Goal of the exercise
Can you reproduce every line of the material below, requests included, with each coordinate in the answers multiplied by 2.2 and rounded to a whole number, halves rounding up? Leave the pictures out of your reply.

Records for this task

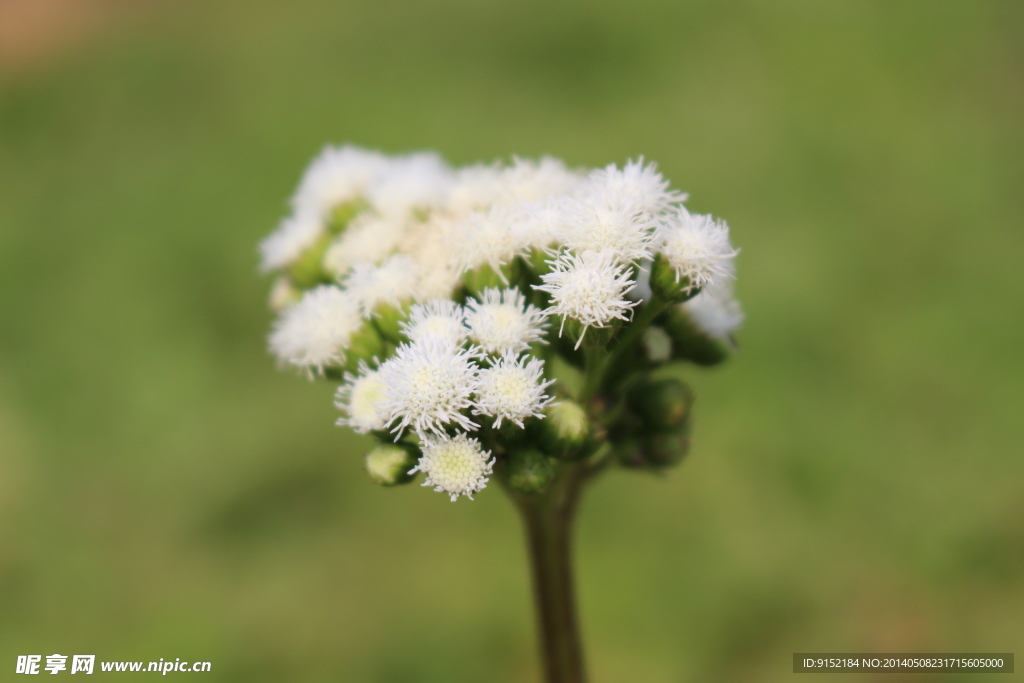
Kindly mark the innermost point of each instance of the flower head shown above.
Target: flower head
(697, 248)
(427, 385)
(458, 465)
(359, 397)
(313, 333)
(438, 318)
(636, 184)
(590, 288)
(512, 389)
(502, 321)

Exercise solution
Kindly mark the innermost point of each instance of the flower head shown above.
Target: flower head
(1533, 546)
(939, 847)
(1008, 1023)
(790, 873)
(689, 733)
(964, 700)
(1399, 405)
(1298, 634)
(1126, 856)
(1104, 706)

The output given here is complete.